— Start of Excerpted passage —

Why is RBI letting India's forex reserve fall?
Why is India unhappy with the COP29 deal?
Every year, countries from around the world come together for a big climate summit under the United Nations Framework Convention on Climate Change (UNFCCC). This year, the 29th Conference of Parties, or COP29, took place in Baku, Azerbaijan. These meetings aim to tackle climate change by setting goals, discussing funding, and finding ways to cut greenhouse gas emissions worldwide. But COP29 wasn’t just about ambitious goals—it quickly turned into a clash of interests, unkept promises, and growing frustration, especially for India.
Let’s break down what happened, focusing on India’s decision to reject the $300 billion climate finance deal and its strong stance on fossil fuels.
This year’s summit was hosted by Azerbaijan, a country that heavily depends on exporting fossil fuels.
This choice sparked controversy from the start, with critics accusing Azerbaijan of favoring oil and gas interests during its presidency.
The main issues at COP29 included:
Setting a new climate finance goal to replace the $100 billion annual pledge made back in 2009.
Deciding whether to phase down or completely phase out fossil fuels.
Establishing rules for carbon markets under Article 6 of the Paris Agreement.
India found itself at the center of heated debates on both climate finance and fossil fuels. Let’s break these issues down.
So, where did this $300 billion figure come from? That’s the big question—and to answer it, we need to look back at how the climate finance conversation started.
In 2009, during COP15 in Copenhagen, developed countries promised to mobilize $100 billion every year by 2020. The idea was to help developing nations adapt to climate change and reduce their emissions.
But here’s the catch: the $100 billion wasn’t based on any detailed analysis of actual needs. Experts later criticized it as a convenient number, more about politics than addressing real problems. It was meant to satisfy developing countries without committing to something too ambitious.

— End of Excerpted passage —
— Start of Records provided —

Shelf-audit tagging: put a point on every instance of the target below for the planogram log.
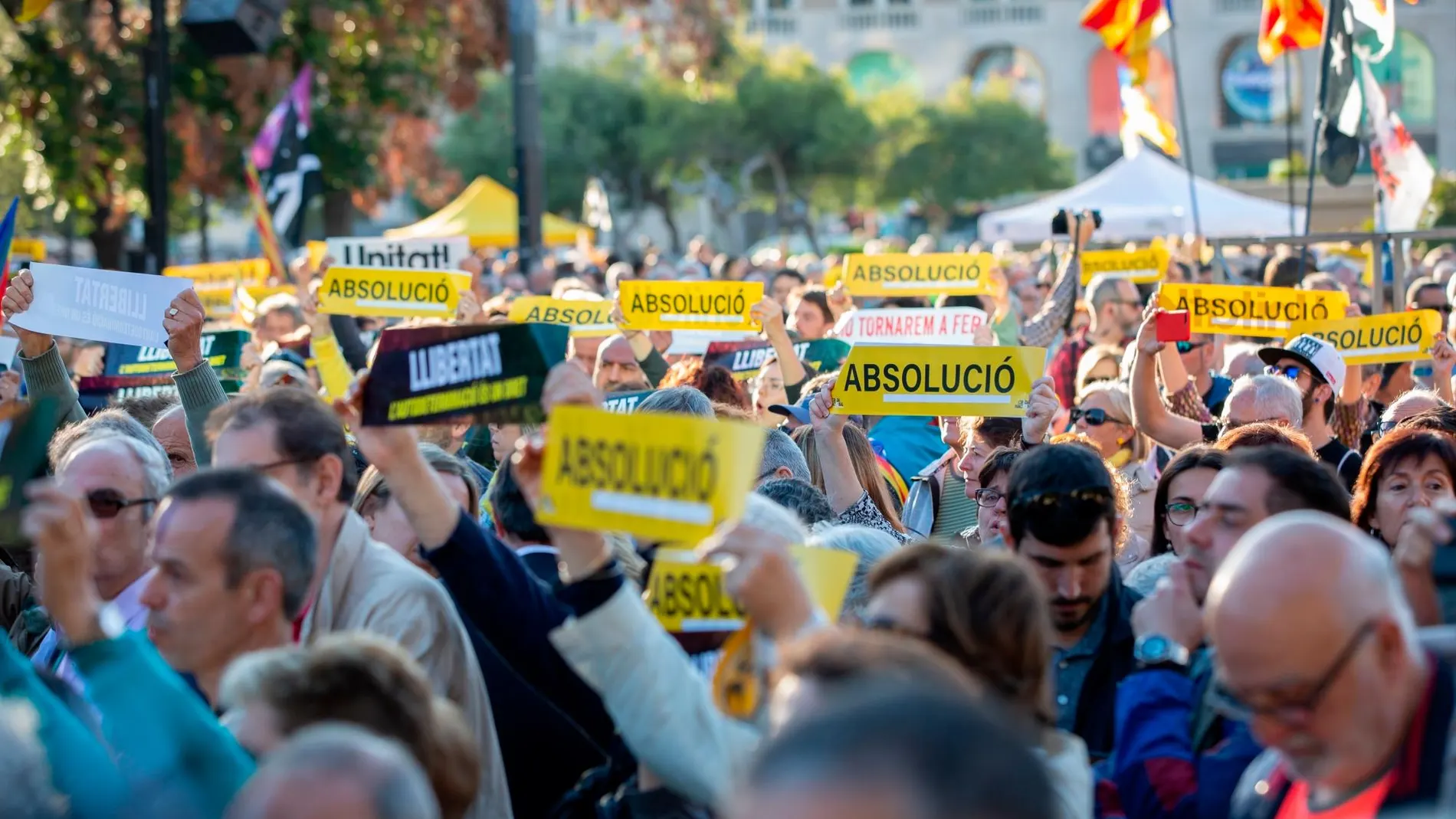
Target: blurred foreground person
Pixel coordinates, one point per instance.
(894, 751)
(1326, 667)
(333, 771)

— End of Records provided —

→ **The exercise**
Please reproduce the passage above on India and the COP29 climate summit verbatim, from its first line through its last.

→ **Solved problem**
Why is RBI letting India's forex reserve fall?
Why is India unhappy with the COP29 deal?
Every year, countries from around the world come together for a big climate summit under the United Nations Framework Convention on Climate Change (UNFCCC). This year, the 29th Conference of Parties, or COP29, took place in Baku, Azerbaijan. These meetings aim to tackle climate change by setting goals, discussing funding, and finding ways to cut greenhouse gas emissions worldwide. But COP29 wasn’t just about ambitious goals—it quickly turned into a clash of interests, unkept promises, and growing frustration, especially for India.
Let’s break down what happened, focusing on India’s decision to reject the $300 billion climate finance deal and its strong stance on fossil fuels.
This year’s summit was hosted by Azerbaijan, a country that heavily depends on exporting fossil fuels.
This choice sparked controversy from the start, with critics accusing Azerbaijan of favoring oil and gas interests during its presidency.
The main issues at COP29 included:
Setting a new climate finance goal to replace the $100 billion annual pledge made back in 2009.
Deciding whether to phase down or completely phase out fossil fuels.
Establishing rules for carbon markets under Article 6 of the Paris Agreement.
India found itself at the center of heated debates on both climate finance and fossil fuels. Let’s break these issues down.
So, where did this $300 billion figure come from? That’s the big question—and to answer it, we need to look back at how the climate finance conversation started.
In 2009, during COP15 in Copenhagen, developed countries promised to mobilize $100 billion every year by 2020. The idea was to help developing nations adapt to climate change and reduce their emissions.
But here’s the catch: the $100 billion wasn’t based on any detailed analysis of actual needs. Experts later criticized it as a convenient number, more about politics than addressing real problems. It was meant to satisfy developing countries without committing to something too ambitious.